#### Data
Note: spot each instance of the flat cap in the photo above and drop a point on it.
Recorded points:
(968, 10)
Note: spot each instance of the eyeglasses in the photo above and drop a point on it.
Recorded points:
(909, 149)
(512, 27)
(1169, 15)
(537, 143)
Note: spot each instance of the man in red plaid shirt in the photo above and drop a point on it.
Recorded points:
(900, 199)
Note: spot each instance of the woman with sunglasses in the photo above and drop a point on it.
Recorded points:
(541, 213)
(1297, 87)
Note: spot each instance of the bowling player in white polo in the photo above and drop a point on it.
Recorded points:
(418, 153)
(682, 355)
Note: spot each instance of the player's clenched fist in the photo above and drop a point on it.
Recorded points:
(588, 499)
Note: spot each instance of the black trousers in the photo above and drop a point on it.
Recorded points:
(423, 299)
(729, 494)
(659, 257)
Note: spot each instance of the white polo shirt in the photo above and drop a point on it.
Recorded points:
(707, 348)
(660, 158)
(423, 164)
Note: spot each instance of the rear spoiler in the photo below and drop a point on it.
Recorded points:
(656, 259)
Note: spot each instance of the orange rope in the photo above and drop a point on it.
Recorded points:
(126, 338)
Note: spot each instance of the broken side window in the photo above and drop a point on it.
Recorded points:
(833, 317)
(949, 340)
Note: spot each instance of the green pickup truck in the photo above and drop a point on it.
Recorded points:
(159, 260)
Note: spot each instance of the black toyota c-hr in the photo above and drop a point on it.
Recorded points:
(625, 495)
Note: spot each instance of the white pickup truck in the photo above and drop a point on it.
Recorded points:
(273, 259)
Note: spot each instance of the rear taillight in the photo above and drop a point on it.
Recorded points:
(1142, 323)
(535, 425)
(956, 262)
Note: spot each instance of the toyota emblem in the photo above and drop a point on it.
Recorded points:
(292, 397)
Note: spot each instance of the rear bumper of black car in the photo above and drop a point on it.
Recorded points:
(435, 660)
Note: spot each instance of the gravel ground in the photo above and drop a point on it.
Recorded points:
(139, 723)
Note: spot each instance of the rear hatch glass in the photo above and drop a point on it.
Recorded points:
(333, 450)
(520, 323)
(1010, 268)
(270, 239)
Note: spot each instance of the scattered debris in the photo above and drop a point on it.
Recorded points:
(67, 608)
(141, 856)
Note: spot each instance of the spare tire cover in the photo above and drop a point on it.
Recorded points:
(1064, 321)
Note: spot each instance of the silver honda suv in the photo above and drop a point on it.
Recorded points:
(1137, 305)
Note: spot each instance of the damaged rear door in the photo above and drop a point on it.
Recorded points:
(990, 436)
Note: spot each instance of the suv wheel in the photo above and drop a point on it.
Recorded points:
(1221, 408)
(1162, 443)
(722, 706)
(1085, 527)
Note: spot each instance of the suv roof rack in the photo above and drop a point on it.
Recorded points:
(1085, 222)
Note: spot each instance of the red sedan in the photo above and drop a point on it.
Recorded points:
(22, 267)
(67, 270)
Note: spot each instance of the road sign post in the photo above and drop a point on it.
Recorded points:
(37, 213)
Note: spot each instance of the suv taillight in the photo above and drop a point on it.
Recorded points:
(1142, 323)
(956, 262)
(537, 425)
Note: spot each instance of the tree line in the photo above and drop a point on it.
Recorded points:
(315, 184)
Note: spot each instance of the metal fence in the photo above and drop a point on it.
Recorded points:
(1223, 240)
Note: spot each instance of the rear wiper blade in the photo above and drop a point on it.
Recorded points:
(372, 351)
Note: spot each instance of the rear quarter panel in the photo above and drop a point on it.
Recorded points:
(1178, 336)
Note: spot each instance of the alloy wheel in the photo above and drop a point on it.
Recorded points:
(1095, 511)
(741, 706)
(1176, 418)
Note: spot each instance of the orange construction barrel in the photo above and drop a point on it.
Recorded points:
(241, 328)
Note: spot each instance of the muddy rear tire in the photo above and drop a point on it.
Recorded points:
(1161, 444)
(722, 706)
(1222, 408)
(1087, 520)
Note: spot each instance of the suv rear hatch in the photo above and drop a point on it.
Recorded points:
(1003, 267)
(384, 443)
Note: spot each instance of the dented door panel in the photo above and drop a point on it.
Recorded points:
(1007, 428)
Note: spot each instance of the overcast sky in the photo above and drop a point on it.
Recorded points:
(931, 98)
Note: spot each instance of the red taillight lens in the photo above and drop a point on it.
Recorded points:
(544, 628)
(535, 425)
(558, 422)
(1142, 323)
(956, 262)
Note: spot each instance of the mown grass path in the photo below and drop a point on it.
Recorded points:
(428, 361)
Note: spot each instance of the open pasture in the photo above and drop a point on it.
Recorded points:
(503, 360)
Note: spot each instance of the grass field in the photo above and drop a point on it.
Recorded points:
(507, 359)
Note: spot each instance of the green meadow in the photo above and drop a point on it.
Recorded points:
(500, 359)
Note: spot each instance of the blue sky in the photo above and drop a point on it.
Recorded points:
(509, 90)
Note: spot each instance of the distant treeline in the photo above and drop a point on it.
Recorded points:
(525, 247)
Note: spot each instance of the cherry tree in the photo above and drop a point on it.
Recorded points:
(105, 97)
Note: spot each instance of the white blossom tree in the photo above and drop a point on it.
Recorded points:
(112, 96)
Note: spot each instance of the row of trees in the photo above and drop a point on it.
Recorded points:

#### Task
Only the lines from the start of the material through the line containing "Note: spot each instance of the black trousers" should be repeated, and they should be repeated exactly.

#### Finished exercise
Note: spot each instance of the flat cap in the photo above and drop a point on it.
Recorded points:
(968, 10)
Note: spot each instance of the eyeglasses in the photo above and drop a point on it.
Recorded points:
(909, 149)
(512, 27)
(1169, 15)
(537, 143)
Note: spot each instance of the man in red plaid shirt in the photo above and drop a point on it.
Recorded points:
(900, 199)
Note: spot each instance of the woman with sunglasses in the photo above and drop a point on it.
Recorded points:
(541, 213)
(1297, 87)
Note: spot each instance of the bowling player in white polo in the photo above and drop a point on it.
Recorded points:
(418, 153)
(682, 355)
Note: spot each instance of the player's clenched fist in the photo above and drop a point on it.
Recorded points:
(588, 499)
Note: spot each instance of the black trousers in the photo above and drop a point on it.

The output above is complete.